PROBLEM DETAILS »
Output the lines starting with the line containing "task: mark the region of the purple necktie" and continuing through the final line, reproducing each one exactly.

#### PROVIDED RECORDS

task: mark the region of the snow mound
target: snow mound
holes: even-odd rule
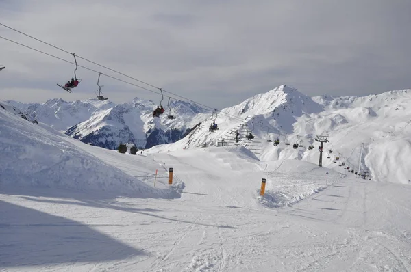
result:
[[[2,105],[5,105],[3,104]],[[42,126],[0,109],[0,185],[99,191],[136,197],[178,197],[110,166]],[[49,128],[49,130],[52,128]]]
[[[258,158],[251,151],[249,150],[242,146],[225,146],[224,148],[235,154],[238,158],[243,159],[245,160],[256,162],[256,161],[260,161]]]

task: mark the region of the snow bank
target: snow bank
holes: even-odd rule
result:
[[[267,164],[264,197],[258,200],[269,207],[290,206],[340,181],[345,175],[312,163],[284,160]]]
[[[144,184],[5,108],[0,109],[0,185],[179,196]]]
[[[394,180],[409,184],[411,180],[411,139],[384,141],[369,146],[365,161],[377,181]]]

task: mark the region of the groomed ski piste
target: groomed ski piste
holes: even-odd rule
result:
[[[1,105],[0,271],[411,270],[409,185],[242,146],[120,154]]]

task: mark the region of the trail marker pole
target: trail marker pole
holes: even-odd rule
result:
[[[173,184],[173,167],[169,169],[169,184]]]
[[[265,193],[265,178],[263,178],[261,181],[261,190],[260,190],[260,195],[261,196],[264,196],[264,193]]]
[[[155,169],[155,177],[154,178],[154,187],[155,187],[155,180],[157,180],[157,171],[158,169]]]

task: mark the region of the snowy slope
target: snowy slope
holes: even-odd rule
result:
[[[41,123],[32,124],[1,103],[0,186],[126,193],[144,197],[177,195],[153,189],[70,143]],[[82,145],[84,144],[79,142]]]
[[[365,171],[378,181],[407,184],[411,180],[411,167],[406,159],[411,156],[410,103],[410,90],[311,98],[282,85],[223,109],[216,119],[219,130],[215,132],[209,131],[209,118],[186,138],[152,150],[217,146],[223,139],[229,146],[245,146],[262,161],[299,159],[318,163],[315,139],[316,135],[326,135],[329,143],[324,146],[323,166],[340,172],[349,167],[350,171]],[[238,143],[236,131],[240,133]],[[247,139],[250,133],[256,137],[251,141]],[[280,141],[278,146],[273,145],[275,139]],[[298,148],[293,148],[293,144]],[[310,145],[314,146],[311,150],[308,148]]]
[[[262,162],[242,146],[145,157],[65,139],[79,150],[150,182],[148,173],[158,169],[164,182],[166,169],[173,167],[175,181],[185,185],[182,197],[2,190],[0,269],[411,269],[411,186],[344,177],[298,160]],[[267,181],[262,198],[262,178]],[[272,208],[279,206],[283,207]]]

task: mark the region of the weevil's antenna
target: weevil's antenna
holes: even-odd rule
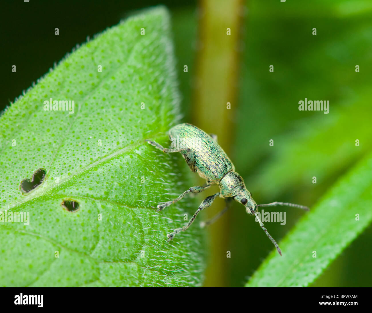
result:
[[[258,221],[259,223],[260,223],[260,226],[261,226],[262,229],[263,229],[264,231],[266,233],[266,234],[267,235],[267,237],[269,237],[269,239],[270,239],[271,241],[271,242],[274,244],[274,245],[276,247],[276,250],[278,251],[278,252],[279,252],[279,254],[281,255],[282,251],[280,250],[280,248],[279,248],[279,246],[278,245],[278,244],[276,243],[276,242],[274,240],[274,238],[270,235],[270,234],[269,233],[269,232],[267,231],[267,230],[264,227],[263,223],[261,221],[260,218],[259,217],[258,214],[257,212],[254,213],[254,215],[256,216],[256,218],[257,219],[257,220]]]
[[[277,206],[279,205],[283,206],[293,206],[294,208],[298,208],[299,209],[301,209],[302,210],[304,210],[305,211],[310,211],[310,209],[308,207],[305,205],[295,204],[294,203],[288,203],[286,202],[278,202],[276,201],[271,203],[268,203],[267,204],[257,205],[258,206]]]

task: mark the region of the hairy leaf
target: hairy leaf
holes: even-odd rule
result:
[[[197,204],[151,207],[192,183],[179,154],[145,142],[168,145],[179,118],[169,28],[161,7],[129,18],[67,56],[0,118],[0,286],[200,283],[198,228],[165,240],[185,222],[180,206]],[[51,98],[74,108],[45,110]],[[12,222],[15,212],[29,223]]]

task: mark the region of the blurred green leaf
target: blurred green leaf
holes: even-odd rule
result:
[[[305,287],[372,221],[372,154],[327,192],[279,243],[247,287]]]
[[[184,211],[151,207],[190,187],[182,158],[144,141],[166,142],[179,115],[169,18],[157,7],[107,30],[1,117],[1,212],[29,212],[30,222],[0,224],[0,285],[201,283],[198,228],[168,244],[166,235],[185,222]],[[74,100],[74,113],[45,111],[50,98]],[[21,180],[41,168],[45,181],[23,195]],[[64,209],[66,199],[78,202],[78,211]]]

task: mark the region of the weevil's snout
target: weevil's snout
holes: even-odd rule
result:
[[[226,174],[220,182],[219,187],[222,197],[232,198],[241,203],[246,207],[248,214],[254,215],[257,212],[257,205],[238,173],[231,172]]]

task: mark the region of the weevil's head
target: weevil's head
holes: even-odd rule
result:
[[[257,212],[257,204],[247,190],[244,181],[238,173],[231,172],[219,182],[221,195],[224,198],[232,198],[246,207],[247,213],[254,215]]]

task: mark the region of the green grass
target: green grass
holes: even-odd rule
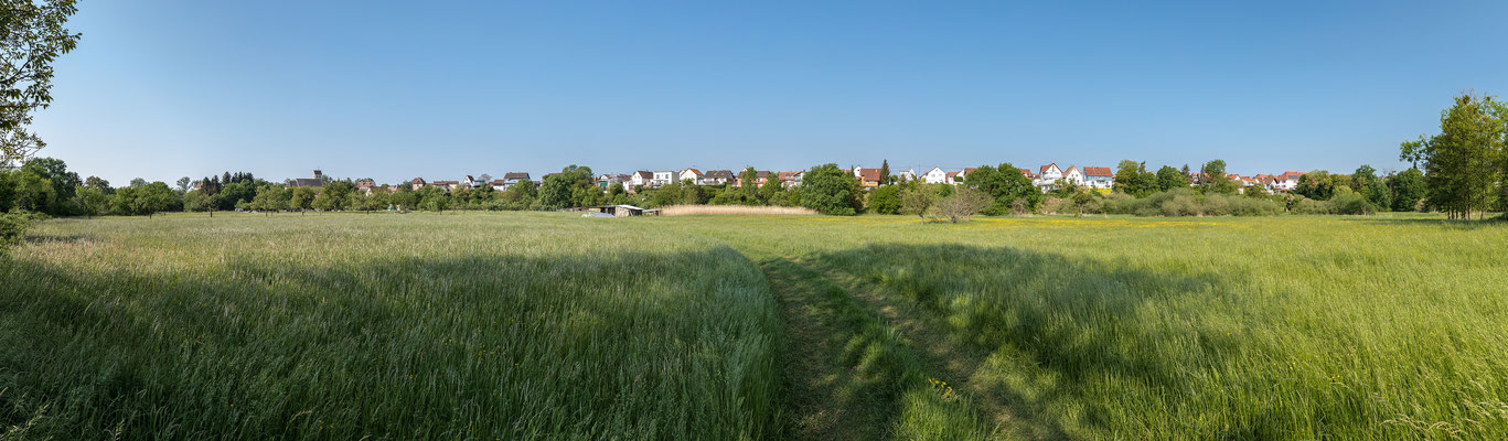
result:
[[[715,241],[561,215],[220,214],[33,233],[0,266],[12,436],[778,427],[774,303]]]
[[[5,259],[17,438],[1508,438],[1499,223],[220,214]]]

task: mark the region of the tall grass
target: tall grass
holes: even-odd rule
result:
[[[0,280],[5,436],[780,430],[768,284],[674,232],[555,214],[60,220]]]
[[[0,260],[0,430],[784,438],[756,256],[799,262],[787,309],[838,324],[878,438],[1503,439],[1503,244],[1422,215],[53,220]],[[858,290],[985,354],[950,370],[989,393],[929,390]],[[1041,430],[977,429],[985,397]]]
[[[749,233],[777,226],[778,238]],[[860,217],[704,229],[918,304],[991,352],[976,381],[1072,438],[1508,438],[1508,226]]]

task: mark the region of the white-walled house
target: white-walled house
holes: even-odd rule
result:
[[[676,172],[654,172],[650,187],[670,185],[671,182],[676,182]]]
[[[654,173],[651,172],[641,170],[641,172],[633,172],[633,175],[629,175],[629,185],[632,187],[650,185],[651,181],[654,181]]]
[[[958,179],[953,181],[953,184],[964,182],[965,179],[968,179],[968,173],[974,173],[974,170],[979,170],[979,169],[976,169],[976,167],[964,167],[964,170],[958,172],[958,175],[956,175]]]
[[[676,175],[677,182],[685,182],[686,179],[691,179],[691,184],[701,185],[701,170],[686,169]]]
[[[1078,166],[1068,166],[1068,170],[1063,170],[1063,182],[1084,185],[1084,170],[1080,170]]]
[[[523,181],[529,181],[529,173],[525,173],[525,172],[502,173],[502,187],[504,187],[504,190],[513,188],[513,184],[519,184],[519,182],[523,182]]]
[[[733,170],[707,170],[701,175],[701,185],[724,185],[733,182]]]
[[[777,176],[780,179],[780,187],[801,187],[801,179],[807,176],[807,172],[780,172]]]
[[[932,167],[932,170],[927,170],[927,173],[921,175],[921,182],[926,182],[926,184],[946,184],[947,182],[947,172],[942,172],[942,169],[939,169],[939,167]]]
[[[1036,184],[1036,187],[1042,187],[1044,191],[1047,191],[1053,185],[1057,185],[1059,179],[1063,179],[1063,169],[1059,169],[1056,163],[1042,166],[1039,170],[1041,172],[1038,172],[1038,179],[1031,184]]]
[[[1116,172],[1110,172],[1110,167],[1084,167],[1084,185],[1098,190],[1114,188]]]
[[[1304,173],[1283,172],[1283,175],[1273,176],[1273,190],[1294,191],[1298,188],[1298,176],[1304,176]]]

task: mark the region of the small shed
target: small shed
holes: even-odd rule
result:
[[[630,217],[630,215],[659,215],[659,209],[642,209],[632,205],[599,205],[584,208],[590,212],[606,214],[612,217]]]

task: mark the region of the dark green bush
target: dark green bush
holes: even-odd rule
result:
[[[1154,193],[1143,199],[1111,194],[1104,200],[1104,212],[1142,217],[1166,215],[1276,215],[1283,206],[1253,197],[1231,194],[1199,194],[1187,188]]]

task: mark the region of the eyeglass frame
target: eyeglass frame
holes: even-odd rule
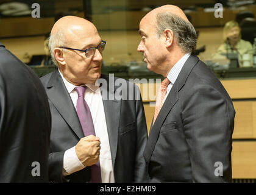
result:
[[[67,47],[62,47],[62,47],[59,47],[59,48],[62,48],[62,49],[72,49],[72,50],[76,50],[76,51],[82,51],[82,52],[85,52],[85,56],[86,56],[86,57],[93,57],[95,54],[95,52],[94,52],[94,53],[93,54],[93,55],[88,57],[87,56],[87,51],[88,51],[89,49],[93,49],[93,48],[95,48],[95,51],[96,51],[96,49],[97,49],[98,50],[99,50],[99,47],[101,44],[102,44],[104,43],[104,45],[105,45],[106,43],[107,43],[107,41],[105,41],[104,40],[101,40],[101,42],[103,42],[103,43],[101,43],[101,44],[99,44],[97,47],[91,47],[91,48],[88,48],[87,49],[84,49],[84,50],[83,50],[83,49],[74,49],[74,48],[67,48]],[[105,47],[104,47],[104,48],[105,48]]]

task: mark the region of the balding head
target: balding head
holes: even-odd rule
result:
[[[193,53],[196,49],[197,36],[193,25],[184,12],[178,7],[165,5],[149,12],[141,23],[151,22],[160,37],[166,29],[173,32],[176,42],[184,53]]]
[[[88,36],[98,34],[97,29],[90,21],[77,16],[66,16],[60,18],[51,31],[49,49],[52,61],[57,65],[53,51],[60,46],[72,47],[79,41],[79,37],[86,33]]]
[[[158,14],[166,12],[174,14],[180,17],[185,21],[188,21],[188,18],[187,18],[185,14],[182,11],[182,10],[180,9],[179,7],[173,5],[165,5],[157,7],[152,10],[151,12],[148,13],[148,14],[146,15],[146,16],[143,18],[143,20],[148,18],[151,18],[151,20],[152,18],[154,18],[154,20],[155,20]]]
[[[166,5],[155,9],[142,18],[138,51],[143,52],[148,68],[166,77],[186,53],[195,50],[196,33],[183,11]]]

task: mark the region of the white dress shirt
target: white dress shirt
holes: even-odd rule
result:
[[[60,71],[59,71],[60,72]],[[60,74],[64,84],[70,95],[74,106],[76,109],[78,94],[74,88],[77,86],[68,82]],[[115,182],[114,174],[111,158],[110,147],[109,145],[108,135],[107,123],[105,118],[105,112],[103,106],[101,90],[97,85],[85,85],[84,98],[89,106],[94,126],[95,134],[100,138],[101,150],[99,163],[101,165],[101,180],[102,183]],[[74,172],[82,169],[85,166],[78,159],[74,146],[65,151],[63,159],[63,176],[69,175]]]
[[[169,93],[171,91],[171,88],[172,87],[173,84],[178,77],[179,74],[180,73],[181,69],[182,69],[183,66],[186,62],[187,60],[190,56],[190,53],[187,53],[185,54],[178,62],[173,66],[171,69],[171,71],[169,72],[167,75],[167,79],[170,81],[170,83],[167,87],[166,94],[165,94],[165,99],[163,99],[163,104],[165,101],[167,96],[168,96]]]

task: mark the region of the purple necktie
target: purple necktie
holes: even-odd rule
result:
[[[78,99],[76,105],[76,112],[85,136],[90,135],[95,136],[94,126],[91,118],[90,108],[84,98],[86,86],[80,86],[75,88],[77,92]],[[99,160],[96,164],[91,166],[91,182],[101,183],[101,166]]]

########

PROBLEM SOLUTION »
task: mark the region of the purple necktie
target: purple necktie
holes: even-odd rule
result:
[[[78,99],[76,105],[76,112],[85,136],[90,135],[95,136],[94,126],[91,118],[90,108],[84,98],[86,86],[80,86],[75,88],[77,92]],[[99,160],[96,164],[91,166],[91,182],[101,183],[101,166]]]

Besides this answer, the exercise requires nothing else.